### AIM OF THE TASK
Word for word, restate every line of the listing that follows.

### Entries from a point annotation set
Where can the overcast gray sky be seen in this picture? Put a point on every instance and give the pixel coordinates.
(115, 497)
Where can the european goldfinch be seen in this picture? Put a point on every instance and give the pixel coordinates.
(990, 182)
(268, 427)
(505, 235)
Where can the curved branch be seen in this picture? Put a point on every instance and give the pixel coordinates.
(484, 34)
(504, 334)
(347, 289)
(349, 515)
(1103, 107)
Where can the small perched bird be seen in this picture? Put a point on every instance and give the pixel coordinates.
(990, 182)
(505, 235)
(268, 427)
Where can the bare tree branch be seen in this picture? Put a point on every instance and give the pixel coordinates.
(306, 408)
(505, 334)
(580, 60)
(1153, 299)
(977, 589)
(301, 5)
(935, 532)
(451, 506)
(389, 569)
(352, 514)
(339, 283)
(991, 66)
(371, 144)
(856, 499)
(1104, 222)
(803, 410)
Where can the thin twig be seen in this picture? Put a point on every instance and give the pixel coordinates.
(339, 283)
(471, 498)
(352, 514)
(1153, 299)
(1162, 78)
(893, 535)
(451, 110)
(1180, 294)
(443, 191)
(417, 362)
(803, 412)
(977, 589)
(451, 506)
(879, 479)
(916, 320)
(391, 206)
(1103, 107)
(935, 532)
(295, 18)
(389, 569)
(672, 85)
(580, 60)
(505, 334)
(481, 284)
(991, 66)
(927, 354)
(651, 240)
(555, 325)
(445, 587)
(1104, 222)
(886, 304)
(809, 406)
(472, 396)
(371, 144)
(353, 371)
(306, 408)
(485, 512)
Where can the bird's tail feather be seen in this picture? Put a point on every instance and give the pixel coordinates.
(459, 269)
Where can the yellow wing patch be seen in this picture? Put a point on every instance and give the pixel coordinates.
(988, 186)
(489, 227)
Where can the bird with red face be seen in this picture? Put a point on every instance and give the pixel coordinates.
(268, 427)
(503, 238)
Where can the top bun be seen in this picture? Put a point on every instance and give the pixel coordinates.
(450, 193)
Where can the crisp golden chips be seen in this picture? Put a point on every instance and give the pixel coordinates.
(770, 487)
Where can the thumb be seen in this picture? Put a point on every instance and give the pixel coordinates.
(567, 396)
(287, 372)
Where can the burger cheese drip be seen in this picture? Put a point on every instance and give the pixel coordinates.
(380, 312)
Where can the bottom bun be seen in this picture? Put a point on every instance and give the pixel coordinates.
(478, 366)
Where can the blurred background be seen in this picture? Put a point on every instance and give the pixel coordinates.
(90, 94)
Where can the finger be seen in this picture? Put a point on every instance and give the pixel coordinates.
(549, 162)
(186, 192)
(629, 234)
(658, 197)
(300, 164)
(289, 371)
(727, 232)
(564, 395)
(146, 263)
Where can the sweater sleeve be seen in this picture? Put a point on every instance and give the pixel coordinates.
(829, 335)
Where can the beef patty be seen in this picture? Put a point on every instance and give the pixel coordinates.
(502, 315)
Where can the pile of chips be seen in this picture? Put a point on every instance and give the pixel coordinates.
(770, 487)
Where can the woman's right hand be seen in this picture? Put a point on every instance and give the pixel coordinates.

### EXERCISE RESPONSE
Where can the overcast gray sky be seen in this picture? Put a point on every instance and give the pixel coordinates.
(115, 497)
Where can the european goldfinch be seen in this picture? Put a point on every instance and give the pixel coordinates.
(990, 182)
(268, 427)
(505, 235)
Where can the curved branch be seen in this picture? Put a point on every instance and give the pixel coordinates.
(484, 34)
(504, 334)
(347, 289)
(349, 515)
(1103, 107)
Where can the small perched bird be seen in this picture? Put a point on every instance and give the pixel coordinates.
(990, 182)
(505, 235)
(268, 427)
Where can the bare tree branch be seen in this picture? Put a point on every instance and give the pixel coordinates.
(306, 408)
(505, 334)
(580, 60)
(1153, 299)
(977, 589)
(301, 5)
(935, 532)
(451, 506)
(389, 569)
(352, 514)
(339, 283)
(991, 66)
(371, 144)
(856, 499)
(1104, 222)
(803, 410)
Where can the thin twig be seen in this picture? Put a point on every instance and give the pixel coordinates.
(339, 283)
(471, 498)
(352, 514)
(1153, 299)
(1162, 78)
(893, 535)
(451, 110)
(1180, 294)
(443, 191)
(417, 362)
(803, 412)
(977, 589)
(451, 506)
(879, 479)
(916, 320)
(391, 206)
(1103, 107)
(935, 532)
(295, 18)
(389, 569)
(672, 85)
(580, 60)
(505, 334)
(481, 284)
(991, 66)
(927, 354)
(651, 240)
(555, 325)
(445, 587)
(1104, 222)
(886, 304)
(809, 406)
(472, 396)
(371, 144)
(353, 371)
(306, 408)
(485, 512)
Where can the bird's tail feather be seen in this picture? Put a point on every instance and give the pixel coordinates.
(459, 269)
Where can the yellow wing patch be seen in this picture? Put a point on every instance and give the pixel coordinates.
(988, 186)
(489, 227)
Where can the bird with red face be seen in this picture? Put a point on every instance and give the pixel coordinates.
(268, 427)
(503, 238)
Where can the top bun be seen in this picture? Put a point on every instance and give the pixel coordinates.
(450, 193)
Where can the crisp golden chips be seen in this picture? Put a point on every instance and give the pixel coordinates.
(770, 487)
Where can the thumb be seen in this picture? Put a point on every instance and give the pixel coordinates.
(567, 396)
(287, 372)
Where can the burger cheese drip be seen in this picture? Put a point on every instance and give the pixel coordinates.
(380, 312)
Where can the bottom bun be seen in this picture? Put a point on every instance and give the pixel coordinates.
(478, 366)
Where can the blurred background be seen in this picture? Put a point on every instance and give the pixel coordinates.
(90, 94)
Where can the finger be seen in this picture? Put a point on every instance and give the pixel coordinates.
(549, 162)
(186, 192)
(629, 234)
(658, 197)
(300, 164)
(289, 371)
(727, 232)
(564, 395)
(146, 263)
Where can the sweater sleeve be seen in this picture? Put a point on every instance and give the pixel coordinates.
(829, 335)
Where can the beef patty be seen in this picture? Put a point on every instance and give the pixel coordinates.
(502, 315)
Where can the pile of chips be seen in this picture? Put a point on every instance and give the pixel coordinates.
(770, 487)
Where can the woman's right hand be seen in this picture? Put a point on every instance and give the pixel coordinates.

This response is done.